- _Detection annotation records_
§ §

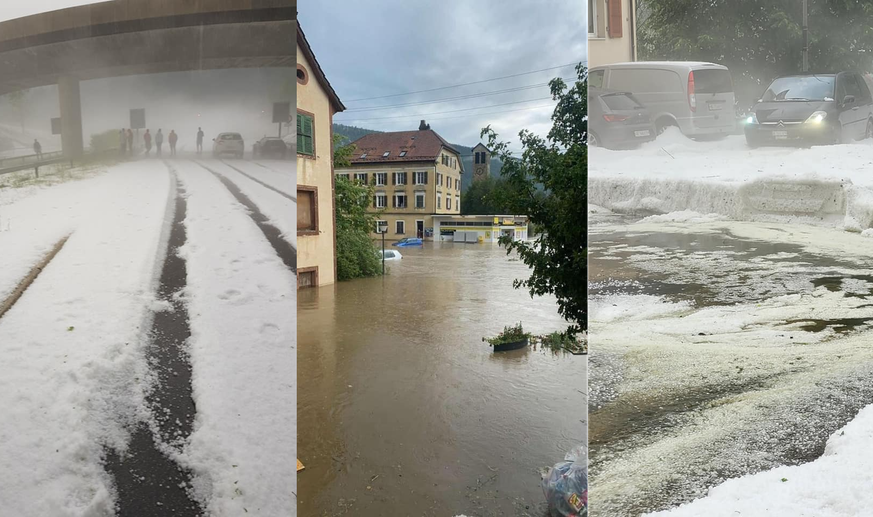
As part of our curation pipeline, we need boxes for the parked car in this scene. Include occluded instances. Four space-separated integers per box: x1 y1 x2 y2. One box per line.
379 250 403 260
743 72 873 147
212 133 246 158
252 136 288 159
392 237 421 247
588 61 736 138
588 88 657 149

§ §

- _Problem description_
Change "parked car" to "stationary vehicle" throughout the data above and reproduce the rest of it unchanged, without the pictures.

- _Task result_
As part of our curation pipeline, we need boxes for the stationary vehicle in this scene. Include occluded instances. Four space-separated integers per box: x1 y1 x2 y2. One box per line.
379 250 403 260
743 72 873 147
212 133 246 158
252 136 288 159
392 237 421 247
588 61 736 138
588 88 657 149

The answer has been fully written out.